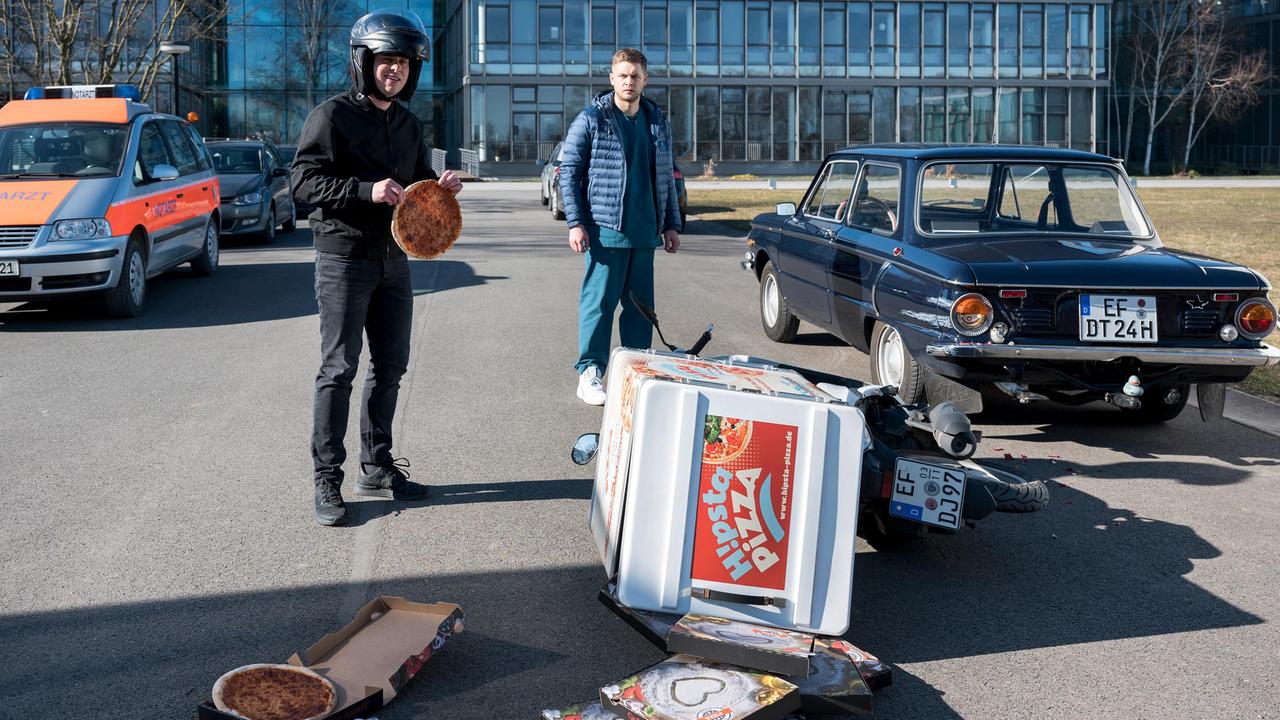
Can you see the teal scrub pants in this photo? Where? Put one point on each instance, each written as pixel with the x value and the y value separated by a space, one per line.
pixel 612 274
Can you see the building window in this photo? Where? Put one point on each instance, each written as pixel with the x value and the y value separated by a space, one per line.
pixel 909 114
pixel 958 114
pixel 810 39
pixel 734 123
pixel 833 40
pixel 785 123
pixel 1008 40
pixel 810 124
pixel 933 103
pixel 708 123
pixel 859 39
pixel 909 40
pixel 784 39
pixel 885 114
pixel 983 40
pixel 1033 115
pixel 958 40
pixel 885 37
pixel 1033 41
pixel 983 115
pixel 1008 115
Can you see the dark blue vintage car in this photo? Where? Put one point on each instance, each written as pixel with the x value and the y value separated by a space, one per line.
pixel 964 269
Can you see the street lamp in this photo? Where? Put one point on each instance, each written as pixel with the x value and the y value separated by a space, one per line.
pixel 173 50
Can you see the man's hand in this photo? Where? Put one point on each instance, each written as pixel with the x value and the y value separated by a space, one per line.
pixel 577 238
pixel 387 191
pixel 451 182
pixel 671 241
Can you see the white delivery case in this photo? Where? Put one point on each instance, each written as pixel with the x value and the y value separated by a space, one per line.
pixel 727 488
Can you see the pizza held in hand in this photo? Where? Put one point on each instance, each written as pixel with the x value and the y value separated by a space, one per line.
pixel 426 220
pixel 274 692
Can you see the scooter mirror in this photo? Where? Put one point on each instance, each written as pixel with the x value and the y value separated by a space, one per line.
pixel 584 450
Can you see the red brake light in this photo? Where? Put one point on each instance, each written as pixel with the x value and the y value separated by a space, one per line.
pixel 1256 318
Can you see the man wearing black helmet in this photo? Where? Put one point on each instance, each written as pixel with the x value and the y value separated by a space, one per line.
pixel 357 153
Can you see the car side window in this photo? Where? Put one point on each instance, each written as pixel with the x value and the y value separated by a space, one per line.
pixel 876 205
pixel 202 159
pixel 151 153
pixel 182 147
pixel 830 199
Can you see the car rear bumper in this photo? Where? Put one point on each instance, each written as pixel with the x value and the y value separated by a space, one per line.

*EXERCISE DESCRIPTION:* Reproduce the whole listing above word for word, but not its pictures.

*EXPECTED OUTPUT:*
Can you see the teal scrub pants in this photo? Where? Put one point on each instance, each written as pixel with the x value and the y value separated by a space, one per line.
pixel 612 274
Can you see the building window in this photo? Where? Put one point on each instance, each written as pixel with the x value and the y value separated by a space, one per line.
pixel 909 114
pixel 958 114
pixel 810 39
pixel 734 123
pixel 833 40
pixel 785 123
pixel 1008 40
pixel 810 124
pixel 933 103
pixel 708 123
pixel 859 39
pixel 909 40
pixel 784 39
pixel 885 114
pixel 983 40
pixel 1033 115
pixel 958 40
pixel 885 37
pixel 1033 41
pixel 983 115
pixel 1008 115
Can you see the dark blue vintage car in this photo? Where? Put one point on each instance, each written as pixel with the x value and the y value separated by a space, one per line.
pixel 964 269
Can you see the street lamp in this photo? Where? Put one point on each instance, each written as pixel with the x value and the y value separated by a space, one per line.
pixel 173 50
Can you see the man's hand in this photo? Where? Put one point on each instance, each written as pixel with the x value and the y value separated by a space, one per line.
pixel 577 238
pixel 387 191
pixel 451 182
pixel 671 241
Can you see the white delivery case in this photo? Where? Put one point on each instance, each written as pixel with the x value and the y value separated by a space, one per line.
pixel 727 488
Can you see the pizza held in hand in this photo? Where? Put one point on each instance, each written as pixel with the x value and the y value separated by a space, one per line.
pixel 426 220
pixel 274 692
Can you see the scooter mirror in this photo? Where? Put one point on each instance, each written as pixel with the x value and the y value separated by a space, one per line.
pixel 584 450
Can you see the red brake light in this photo? Where? Put one point on each instance, each written as pixel with the x value and the y value separated by a space, one per line.
pixel 1256 318
Can you see the man wearing black helmet in this photo? Where? Put one point on each instance, each written as pixel with the x value and the y value separated by a space, one per line.
pixel 357 153
Can you see the car side window in this photo? Where? Put one point on each instance, each written as pixel with the x value and the y value separated by a space, one per line.
pixel 876 205
pixel 202 159
pixel 151 153
pixel 182 147
pixel 830 199
Can you see the car rear bumper in this photo? Where? Put one point on each instance, each written as pixel with the x value and the y value separated by a space, one per line.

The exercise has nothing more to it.